== PROBLEM STATEMENT ==
Could you transcribe the FIBA Asia 2013 final-four article below word for word, from its headline to its last sentence?

== SELECTION ==
***

The final 4 is set for FIBA Asia 2013

On August 1, 2013, 15 of Asia’s top basketball countries entered the 27th FIBA Asia tournament.

We are now down to the final four.

With a combined record of 25-3, each team essentially has two chances to come up with one win earning them a spot at the 2014 FIBA World Cup in Spain.

Here is what we know so far: there will be a new FIBA Asia champ as the curse continues. What curse am I talking about? Well, champions of the previous tournament are creating a trend in being knockout of the quarterfinal round. In 2011, the reigning champs Iran were eliminated in the Q-finals by Jordan.

FIBA Asia final four breakdown.

Iran (7-0) vs. Chinese Taipei (6-1)

The Iranian beast Hamed Haddadi.

The Iranian beast Hamed Haddadi.

This really is a “David vs. Goliath” showdown.

Chinese Taipei will play the role of “David” coming in as a huge underdog looking to ride the momentum from a thrilling win over the 2011 FIBA Asia champions China.

There  doesn’t seem to be a spotlight bright enough for this cinderella team. Time and time again, Taipei has stepped up when called upon to do so.

The age old question of the tournament remains; who will stop Iran’s Hamed Haddadi?

Haddadi has been the tournament MVP thus far. His presence is immediately felt when he is on the floor. At 7″2, he is difficult to box out and with a high release on hisshooting form, he impossible to block.

Quincy Davis is the star for Chinese Taipei. During the Taipei vs. China upset, Davis had a monster-like performance with 26 points on 12-of- 13 shooting. The Davis vs. Haddadi matchup will be an interesting one. If Iran draws too much attention to Davis, he can simply kick it out to one of his teammates behind the three point line where Taipei is shooting just under 42 per cent.

***

== ITEMS ==
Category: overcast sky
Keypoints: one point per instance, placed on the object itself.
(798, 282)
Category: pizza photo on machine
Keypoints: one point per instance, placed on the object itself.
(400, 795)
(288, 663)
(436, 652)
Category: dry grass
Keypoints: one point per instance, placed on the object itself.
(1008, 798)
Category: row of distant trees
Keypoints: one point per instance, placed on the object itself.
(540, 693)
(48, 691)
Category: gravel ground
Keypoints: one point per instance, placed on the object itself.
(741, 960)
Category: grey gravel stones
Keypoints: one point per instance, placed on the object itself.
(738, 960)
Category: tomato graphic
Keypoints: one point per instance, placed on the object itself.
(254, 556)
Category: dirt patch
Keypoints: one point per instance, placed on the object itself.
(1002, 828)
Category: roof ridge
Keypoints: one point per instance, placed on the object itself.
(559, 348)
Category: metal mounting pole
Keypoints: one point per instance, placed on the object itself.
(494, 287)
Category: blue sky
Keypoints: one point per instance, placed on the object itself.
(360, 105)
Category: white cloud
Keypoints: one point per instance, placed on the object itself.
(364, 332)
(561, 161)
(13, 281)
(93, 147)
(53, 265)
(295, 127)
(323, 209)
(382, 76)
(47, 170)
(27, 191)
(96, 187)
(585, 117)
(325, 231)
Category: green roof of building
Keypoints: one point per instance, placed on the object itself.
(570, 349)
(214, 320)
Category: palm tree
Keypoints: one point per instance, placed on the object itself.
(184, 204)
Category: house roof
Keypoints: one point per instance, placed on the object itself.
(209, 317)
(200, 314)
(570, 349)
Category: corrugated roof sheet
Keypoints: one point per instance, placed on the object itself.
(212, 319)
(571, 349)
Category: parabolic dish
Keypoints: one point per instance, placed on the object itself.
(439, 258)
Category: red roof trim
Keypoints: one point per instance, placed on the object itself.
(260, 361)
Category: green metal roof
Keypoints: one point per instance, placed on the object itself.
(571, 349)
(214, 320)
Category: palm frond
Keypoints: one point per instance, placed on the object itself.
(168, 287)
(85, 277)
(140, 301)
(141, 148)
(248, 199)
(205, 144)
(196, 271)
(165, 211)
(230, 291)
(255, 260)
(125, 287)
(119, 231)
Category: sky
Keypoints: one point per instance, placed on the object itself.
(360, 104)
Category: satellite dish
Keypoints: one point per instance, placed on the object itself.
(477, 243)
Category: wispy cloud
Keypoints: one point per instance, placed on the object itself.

***

== TASK SOLUTION ==
The final 4 is set for FIBA Asia 2013

On August 1, 2013, 15 of Asia’s top basketball countries entered the 27th FIBA Asia tournament.

We are now down to the final four.

With a combined record of 25-3, each team essentially has two chances to come up with one win earning them a spot at the 2014 FIBA World Cup in Spain.

Here is what we know so far: there will be a new FIBA Asia champ as the curse continues. What curse am I talking about? Well, champions of the previous tournament are creating a trend in being knockout of the quarterfinal round. In 2011, the reigning champs Iran were eliminated in the Q-finals by Jordan.

FIBA Asia final four breakdown.

Iran (7-0) vs. Chinese Taipei (6-1)

The Iranian beast Hamed Haddadi.

The Iranian beast Hamed Haddadi.

This really is a “David vs. Goliath” showdown.

Chinese Taipei will play the role of “David” coming in as a huge underdog looking to ride the momentum from a thrilling win over the 2011 FIBA Asia champions China.

There  doesn’t seem to be a spotlight bright enough for this cinderella team. Time and time again, Taipei has stepped up when called upon to do so.

The age old question of the tournament remains; who will stop Iran’s Hamed Haddadi?

Haddadi has been the tournament MVP thus far. His presence is immediately felt when he is on the floor. At 7″2, he is difficult to box out and with a high release on hisshooting form, he impossible to block.

Quincy Davis is the star for Chinese Taipei. During the Taipei vs. China upset, Davis had a monster-like performance with 26 points on 12-of- 13 shooting. The Davis vs. Haddadi matchup will be an interesting one. If Iran draws too much attention to Davis, he can simply kick it out to one of his teammates behind the three point line where Taipei is shooting just under 42 per cent.